▸ PROBLEM REQUIREMENTS
Please copy every line from the records below that contains the string "truck".

▸ MATERIAL FOR THE TASK

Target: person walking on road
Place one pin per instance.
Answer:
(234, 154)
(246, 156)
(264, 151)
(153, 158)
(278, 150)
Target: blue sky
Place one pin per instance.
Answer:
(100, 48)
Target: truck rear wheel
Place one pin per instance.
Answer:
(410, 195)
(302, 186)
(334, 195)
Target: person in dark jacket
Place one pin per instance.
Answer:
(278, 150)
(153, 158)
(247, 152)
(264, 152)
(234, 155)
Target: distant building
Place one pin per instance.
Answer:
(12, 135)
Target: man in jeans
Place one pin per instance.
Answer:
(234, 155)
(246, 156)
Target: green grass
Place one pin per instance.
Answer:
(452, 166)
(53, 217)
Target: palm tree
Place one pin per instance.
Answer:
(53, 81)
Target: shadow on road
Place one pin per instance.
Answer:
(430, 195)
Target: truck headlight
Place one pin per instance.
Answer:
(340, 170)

▸ RESULT OF THIS TASK
Target: truck rear wheel
Target: truck headlight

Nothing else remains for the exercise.